** Begin **
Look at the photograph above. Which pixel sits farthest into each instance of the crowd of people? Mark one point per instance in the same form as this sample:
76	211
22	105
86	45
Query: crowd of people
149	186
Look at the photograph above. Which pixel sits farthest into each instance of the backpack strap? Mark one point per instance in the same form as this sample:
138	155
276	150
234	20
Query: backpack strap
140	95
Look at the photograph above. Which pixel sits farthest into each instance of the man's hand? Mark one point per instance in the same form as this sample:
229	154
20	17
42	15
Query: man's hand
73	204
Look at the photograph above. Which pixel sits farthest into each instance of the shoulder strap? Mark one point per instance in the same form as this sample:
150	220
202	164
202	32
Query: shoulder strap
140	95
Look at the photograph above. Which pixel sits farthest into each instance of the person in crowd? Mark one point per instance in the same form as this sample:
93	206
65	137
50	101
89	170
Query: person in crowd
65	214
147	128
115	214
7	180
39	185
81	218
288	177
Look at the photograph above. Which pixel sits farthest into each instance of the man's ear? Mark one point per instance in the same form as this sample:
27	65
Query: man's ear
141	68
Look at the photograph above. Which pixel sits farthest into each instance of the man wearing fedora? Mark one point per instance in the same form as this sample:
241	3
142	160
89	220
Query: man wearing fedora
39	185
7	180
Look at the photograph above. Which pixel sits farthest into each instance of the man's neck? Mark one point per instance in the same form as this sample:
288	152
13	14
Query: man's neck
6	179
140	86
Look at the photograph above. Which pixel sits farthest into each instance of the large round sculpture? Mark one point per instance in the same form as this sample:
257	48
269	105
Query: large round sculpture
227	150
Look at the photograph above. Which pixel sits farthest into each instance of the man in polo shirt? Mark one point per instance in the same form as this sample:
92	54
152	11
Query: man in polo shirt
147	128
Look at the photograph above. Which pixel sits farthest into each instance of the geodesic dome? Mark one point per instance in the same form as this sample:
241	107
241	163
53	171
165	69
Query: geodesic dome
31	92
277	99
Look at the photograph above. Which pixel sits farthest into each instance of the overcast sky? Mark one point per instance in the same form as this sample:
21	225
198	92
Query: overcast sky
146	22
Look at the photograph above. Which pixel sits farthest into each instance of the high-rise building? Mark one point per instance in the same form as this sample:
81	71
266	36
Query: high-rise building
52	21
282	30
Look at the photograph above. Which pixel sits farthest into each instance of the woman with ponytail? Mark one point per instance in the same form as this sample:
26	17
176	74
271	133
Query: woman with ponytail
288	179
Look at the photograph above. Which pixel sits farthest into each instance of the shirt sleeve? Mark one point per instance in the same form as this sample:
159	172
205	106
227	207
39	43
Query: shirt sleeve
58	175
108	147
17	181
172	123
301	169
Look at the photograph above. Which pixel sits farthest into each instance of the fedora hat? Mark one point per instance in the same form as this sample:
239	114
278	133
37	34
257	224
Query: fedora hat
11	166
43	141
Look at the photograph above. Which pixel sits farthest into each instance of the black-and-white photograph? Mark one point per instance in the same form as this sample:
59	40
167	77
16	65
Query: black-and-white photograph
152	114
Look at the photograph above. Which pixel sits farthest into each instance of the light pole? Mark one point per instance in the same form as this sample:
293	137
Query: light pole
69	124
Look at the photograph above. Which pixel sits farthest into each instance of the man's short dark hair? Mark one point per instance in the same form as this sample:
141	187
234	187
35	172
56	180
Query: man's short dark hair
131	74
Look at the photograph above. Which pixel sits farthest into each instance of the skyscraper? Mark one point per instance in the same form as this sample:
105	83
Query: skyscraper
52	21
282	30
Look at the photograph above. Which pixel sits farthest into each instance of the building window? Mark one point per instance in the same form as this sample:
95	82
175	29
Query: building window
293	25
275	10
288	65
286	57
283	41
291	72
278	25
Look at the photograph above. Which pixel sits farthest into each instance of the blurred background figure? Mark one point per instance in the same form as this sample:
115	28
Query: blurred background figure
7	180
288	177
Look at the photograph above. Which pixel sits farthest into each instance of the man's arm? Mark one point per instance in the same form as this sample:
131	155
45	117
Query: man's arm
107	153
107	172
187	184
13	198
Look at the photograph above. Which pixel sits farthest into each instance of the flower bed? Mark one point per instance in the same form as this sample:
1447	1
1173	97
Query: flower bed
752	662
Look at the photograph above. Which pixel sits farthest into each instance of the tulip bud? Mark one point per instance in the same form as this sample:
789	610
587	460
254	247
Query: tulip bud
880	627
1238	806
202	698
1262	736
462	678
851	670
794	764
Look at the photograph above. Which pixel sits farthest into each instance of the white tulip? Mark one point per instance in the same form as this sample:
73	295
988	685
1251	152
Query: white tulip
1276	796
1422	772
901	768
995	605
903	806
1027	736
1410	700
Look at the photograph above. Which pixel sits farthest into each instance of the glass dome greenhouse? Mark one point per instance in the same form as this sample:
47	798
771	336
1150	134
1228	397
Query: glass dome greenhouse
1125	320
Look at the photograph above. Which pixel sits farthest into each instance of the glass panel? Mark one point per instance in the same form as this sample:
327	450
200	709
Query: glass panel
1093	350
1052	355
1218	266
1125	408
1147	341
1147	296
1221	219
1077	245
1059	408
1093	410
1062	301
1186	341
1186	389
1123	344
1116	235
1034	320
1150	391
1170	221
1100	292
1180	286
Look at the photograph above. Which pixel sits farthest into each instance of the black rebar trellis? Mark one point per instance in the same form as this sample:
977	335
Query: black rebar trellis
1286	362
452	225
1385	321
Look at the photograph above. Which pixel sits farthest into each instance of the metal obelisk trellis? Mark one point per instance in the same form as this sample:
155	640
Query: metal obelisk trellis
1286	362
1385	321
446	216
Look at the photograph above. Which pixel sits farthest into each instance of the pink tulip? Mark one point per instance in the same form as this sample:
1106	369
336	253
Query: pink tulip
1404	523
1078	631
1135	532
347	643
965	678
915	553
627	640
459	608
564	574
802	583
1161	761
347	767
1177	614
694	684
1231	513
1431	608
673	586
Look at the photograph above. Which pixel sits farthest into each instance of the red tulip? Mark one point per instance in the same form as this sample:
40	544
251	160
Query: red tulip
** End **
▶ **Stated task**
Recast the lines of the entries above, from the line holding "of the pink" through the last line of the entries, inclusive, as a Markdown table with the columns Row and Line. Give one row per line and leave out blank lines.

▶ **Exercise response**
| Row | Line |
|---|---|
| 1 | Look at the photograph above. Which pixel sits farthest into each instance of the pink tulip? Mark one point per instance in the same form as this sample: |
| 2 | 1106	369 |
| 3 | 336	253 |
| 4 | Query: pink tulip |
| 5 | 1404	523 |
| 6 | 1078	631 |
| 7 | 1135	532 |
| 8 | 347	643 |
| 9 | 965	678 |
| 10 | 915	553 |
| 11 | 627	640 |
| 12 | 459	608 |
| 13 | 564	574 |
| 14 | 802	583 |
| 15 | 1161	761 |
| 16 | 347	767 |
| 17 | 1177	614 |
| 18 | 694	684 |
| 19 | 1231	513 |
| 20 | 1431	608 |
| 21 | 673	586 |
| 22 | Look at the photograph above. Which pixel sits farthest into each instance of the red tulip? Mark one point per instance in the same form as this sample: |
| 23 | 40	544 |
| 24 | 251	160 |
| 25 | Query: red tulip |